[Point placement records]

-- BEGIN --

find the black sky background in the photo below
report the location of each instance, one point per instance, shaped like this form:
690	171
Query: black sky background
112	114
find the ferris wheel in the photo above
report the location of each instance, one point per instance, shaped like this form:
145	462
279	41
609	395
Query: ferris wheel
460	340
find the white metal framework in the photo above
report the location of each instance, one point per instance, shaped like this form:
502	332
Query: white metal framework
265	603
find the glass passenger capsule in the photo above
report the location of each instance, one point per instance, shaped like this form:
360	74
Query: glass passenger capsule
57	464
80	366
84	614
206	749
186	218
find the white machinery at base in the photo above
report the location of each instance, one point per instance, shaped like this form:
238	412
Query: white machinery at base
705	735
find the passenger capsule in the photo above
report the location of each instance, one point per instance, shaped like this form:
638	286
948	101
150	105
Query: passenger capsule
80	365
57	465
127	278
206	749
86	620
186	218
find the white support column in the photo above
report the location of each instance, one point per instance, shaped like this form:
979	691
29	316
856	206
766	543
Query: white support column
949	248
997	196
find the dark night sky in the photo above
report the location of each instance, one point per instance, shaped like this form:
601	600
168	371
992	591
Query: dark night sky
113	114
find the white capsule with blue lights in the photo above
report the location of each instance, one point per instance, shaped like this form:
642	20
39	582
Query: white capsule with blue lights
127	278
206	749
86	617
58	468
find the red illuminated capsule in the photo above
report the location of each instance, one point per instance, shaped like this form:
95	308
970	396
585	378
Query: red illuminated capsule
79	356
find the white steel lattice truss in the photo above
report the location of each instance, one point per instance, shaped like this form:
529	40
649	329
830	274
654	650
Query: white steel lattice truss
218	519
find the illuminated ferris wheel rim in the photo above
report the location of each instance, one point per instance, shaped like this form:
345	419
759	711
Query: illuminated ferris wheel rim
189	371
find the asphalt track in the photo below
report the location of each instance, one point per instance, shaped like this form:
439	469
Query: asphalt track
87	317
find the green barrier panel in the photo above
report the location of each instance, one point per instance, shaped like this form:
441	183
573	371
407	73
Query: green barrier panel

-- END --

EXERCISE REQUIREMENTS
Nothing in the listing may be changed; retype it all exactly.

REPLY TO THE TASK
find the black sky background in the photo below
report the location of each instance, one point per instance, shaped like this form:
690	171
Query: black sky background
112	114
find the ferris wheel in the photo above
report the location of each instance, one point per instance, shaped like this form:
145	462
279	41
609	395
Query: ferris wheel
460	340
find the white metal framework in the photo above
report the location of each instance, one point per instance, shaped like this form:
502	332
Query: white metal framework
265	603
find the glass passenger capsule in the photo above
report the location of each instance, one point per instance, shaped like this form:
360	74
Query: glass passenger capsule
57	464
80	366
84	614
206	749
186	218
find the white machinery at base in the photo above
report the location of each instance, one point per instance, shaped like this form:
238	412
Query: white machinery at base
705	735
find the passenger capsule in the photo above
report the location of each instance, one point per instance, shaped like this form:
638	286
948	101
150	105
Query: passenger capsule
80	365
57	465
127	278
206	749
86	620
186	218
find the white support column in the photo above
report the location of each instance, one point per instance, shaped like this form:
979	691
29	316
856	206
766	543
Query: white support column
949	248
997	196
find the dark night sky in the photo above
report the location of each instance, one point per instance, shaped like this form:
601	600
168	371
992	591
Query: dark night sky
113	114
find the white capsule with blue lights in the photo above
report the location of each instance, one point per instance, shaped like this form:
642	20
39	582
Query: white capsule with blue lights
127	278
206	749
86	617
58	468
find the red illuminated capsule in the photo above
report the location of each instance, one point per instance, shaped like this form:
95	308
970	396
585	378
Query: red illuminated capsule
79	356
find the white steel lattice truss in the photo above
report the location of each instance, one point per instance, shaped like this form:
529	40
649	329
830	274
654	650
Query: white steel lattice truss
218	519
find the illuminated ferris wheel rim in the photo above
report the location of each instance, one point per instance, shaped like this form:
345	419
759	711
Query: illuminated ferris wheel rim
189	371
find the asphalt track in the photo below
report the location of each instance, one point per instance, shaped like this form:
439	469
Query: asphalt track
87	317
find the green barrier panel in the photo above
report the location of each instance, one point per instance, shaped like this form:
441	183
573	371
407	73
Query: green barrier panel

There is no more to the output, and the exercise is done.